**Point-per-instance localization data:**
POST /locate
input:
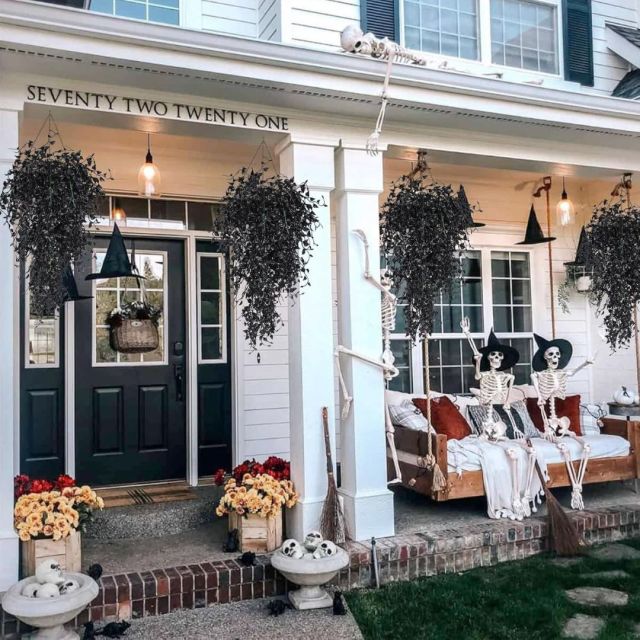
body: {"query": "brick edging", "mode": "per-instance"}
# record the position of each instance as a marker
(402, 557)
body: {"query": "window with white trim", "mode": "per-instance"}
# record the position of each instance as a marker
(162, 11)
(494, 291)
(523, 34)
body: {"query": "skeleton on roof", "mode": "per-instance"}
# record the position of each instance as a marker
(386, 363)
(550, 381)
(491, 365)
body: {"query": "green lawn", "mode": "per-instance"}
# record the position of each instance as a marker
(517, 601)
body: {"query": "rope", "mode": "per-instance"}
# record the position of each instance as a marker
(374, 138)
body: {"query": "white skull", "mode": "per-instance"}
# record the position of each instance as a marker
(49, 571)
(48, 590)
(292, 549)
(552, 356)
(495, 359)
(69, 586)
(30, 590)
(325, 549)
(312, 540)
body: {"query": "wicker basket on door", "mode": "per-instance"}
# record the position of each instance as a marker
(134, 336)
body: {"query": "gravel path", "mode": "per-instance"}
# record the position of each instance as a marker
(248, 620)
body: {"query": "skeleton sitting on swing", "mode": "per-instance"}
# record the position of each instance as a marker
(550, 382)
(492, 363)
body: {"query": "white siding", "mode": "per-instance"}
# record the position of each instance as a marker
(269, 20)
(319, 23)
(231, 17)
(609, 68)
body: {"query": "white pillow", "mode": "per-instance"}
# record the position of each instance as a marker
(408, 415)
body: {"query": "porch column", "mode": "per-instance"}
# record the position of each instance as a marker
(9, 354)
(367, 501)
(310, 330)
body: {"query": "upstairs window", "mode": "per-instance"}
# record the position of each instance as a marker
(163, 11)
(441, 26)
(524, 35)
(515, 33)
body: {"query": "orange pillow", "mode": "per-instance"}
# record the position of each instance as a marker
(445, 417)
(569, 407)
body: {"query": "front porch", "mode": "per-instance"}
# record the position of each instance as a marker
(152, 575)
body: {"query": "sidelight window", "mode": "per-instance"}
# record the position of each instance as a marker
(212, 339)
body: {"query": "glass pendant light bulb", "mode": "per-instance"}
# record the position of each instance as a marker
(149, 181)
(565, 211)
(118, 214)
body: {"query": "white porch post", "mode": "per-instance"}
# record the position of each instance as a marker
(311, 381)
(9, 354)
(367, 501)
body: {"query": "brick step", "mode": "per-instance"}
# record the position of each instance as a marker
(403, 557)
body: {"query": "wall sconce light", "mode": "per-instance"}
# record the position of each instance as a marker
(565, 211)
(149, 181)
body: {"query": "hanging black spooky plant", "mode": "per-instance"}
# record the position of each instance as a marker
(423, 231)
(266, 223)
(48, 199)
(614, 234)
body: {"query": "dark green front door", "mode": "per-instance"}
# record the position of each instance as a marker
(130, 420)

* * *

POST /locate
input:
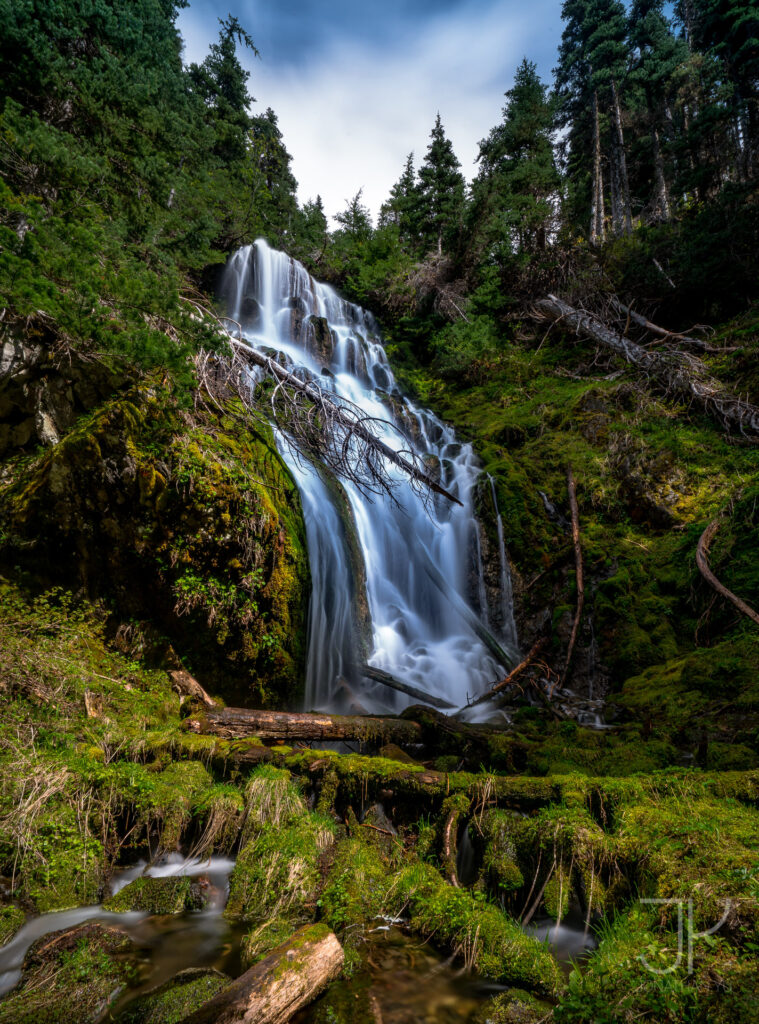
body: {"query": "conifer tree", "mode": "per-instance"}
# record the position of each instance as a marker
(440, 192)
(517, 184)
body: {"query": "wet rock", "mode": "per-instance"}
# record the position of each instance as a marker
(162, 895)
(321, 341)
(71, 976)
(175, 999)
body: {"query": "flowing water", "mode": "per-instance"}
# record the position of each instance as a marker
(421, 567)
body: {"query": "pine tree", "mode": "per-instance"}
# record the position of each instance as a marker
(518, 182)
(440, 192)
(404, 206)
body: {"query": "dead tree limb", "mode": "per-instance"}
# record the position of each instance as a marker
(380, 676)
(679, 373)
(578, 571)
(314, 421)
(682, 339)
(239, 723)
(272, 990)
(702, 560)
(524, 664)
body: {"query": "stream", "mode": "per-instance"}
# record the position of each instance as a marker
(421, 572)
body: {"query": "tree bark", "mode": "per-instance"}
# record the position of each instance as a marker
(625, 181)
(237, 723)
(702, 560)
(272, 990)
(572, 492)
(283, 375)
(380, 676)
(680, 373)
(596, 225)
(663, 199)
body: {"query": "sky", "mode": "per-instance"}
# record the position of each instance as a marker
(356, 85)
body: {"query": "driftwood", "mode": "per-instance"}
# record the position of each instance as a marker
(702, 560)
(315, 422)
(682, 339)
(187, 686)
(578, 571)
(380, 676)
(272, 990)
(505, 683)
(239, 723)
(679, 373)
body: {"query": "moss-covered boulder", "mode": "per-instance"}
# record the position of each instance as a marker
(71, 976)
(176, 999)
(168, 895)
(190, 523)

**WHAT TO PRODUCE:**
Check each line above for the string "porch" and copy those that have it.

**ANSWER TO THIS PROBLEM:**
body: {"query": "porch column", "mode": "per-instance"}
body: {"query": "front porch", "mode": "per-instance"}
body: {"query": "white porch post", "mode": "per-instance"}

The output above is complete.